## Records for this exercise
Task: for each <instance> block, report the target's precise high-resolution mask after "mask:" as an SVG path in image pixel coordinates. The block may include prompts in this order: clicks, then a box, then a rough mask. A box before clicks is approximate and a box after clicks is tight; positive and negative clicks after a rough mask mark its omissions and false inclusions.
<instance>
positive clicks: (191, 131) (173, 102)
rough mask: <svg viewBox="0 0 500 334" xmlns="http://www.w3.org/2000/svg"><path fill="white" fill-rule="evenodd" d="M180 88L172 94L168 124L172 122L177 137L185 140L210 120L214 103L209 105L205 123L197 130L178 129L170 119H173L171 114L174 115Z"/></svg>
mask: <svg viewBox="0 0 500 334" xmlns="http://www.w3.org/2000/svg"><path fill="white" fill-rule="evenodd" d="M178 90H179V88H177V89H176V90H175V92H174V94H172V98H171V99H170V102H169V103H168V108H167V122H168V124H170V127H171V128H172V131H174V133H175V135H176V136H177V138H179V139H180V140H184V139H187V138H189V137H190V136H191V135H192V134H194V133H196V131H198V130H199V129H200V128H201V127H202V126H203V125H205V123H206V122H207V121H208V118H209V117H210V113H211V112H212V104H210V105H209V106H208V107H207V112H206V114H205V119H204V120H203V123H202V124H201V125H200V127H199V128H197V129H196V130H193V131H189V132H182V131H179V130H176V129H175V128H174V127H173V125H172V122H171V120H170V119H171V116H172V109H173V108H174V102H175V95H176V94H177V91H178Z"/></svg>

## Task directions
Express the items above as a CSV file with two columns, item_text and item_answer, giving each item its own row. Put the item's text and its answer each in a single quoted field, with line breaks replaced by spaces.

## Exercise output
item_text,item_answer
"Task: for each <instance> block, report the target's precise high-resolution mask after ""mask:"" as an SVG path in image pixel coordinates. The block may include prompts in this order: clicks, then a box, then a rough mask. A box before clicks is approximate and a box after clicks is tight; positive and negative clicks after a rough mask mark its omissions and false inclusions. <instance> positive clicks: (191, 131) (173, 102) rough mask: <svg viewBox=""0 0 500 334"" xmlns=""http://www.w3.org/2000/svg""><path fill=""white"" fill-rule=""evenodd"" d=""M180 88L172 94L168 124L172 122L177 137L185 140L210 120L214 103L209 105L205 123L197 130L178 129L170 119H173L171 114L174 115Z""/></svg>","mask: <svg viewBox=""0 0 500 334"" xmlns=""http://www.w3.org/2000/svg""><path fill=""white"" fill-rule=""evenodd"" d=""M178 90H179V88H177V89H176V90H175V92H174V94H172V98H171V99H170V102H169V103H168V108H167V122H168V124H170V127H171V128H172V131H174V133H175V135H176V136H177V138H179V139H180V140H184V139H187V138H189V137H190V136H191V135H192V134H194V133H196V131H198V130H199V129H200V128H201V127H202V126H203V125H205V123H206V122H207V121H208V118H209V117H210V113H211V112H212V104H210V105H209V106H208V107H207V112H206V114H205V119H204V120H203V123H202V124H201V125H200V127H199V128H197V129H196V130H193V131H189V132H182V131H179V130H176V129H175V128H174V127H173V125H172V122H171V120H170V119H171V116H172V109H173V108H174V102H175V95H176V94H177V91H178Z""/></svg>"